[Opening Data shown section]

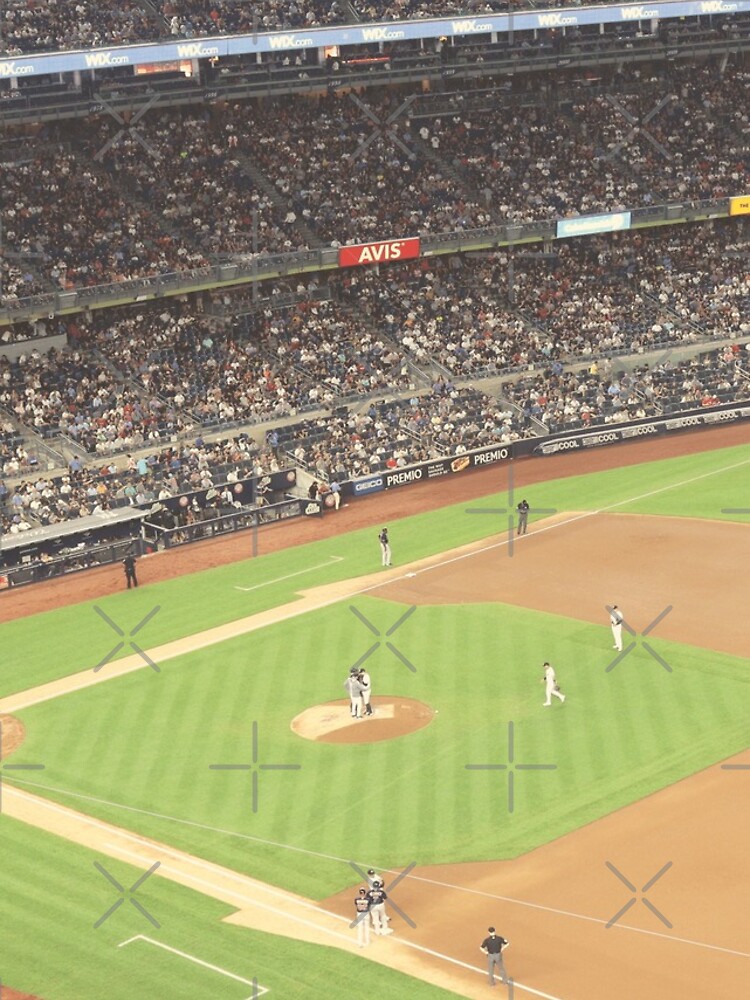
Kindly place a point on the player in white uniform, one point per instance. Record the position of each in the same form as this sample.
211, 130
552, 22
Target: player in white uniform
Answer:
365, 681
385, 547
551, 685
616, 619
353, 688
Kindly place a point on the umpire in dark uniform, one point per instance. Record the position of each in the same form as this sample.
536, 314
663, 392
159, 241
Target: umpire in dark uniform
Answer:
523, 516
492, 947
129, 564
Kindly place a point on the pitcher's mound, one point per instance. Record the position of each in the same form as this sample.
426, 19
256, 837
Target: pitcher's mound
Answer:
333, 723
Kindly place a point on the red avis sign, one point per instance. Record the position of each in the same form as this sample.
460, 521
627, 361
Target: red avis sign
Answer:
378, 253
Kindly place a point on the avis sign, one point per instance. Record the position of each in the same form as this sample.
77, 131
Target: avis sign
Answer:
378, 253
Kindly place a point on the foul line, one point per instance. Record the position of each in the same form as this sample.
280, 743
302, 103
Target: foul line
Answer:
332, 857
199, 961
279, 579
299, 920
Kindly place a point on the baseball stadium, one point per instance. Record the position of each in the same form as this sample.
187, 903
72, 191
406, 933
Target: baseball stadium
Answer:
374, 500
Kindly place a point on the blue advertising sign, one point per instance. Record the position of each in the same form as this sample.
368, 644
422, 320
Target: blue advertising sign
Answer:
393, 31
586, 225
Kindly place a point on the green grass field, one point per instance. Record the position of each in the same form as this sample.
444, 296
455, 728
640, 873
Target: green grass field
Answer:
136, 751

[Closing Data shown section]

Work request: Print the full listing exactly, dropping the pictures.

Task solution:
Kindly place a point on the player in white uniform, one point per instance. Record the position of each in the same form as this sample.
211, 130
552, 22
Target: player in white uniform
Answer:
365, 681
385, 547
551, 685
616, 619
353, 688
Kindly place a point on the umpire in dark uniform, one point per instance. Record the position of each in the same form as this sample.
536, 314
663, 392
159, 241
Target: umpire in dark uniform
Answer:
523, 516
492, 947
129, 564
Kindly place a point on the pitcher's mound, one point per instance. Record the position of each in the same form as this sample.
426, 19
256, 837
Target: pitcher's mound
Answer:
333, 723
Kindly place a point on the red avis sign, one point per instance. Record the position of each in the same form as this sample.
460, 521
627, 361
Target: red avis sign
Answer:
378, 253
Kindly place a point on the avis sign, one point per instance. Record the position of each in the same form as this sample.
77, 131
Target: avis sign
Answer:
378, 253
Kindly place a point on the foul line, one point per instance. Record the position of each in the same form as this sample.
280, 743
302, 103
Target: foul line
Answer:
332, 857
199, 961
279, 579
299, 920
Kindly place a point on the baseball stadium, one point per instance. Record the position of each in the same form as this sample.
187, 903
72, 191
406, 933
Target: baseball stadium
Answer:
374, 500
Kindly place a point on the blue advertising sign, one point per instance. Record the position of each in the same form as this sample.
368, 644
422, 320
Target: blue advertising sign
Answer:
393, 31
586, 225
Kindly place a point on the green grass field, one point per instance. Record the position of each in the same form as this sample.
444, 296
455, 728
640, 873
Target: green grass field
Answer:
136, 751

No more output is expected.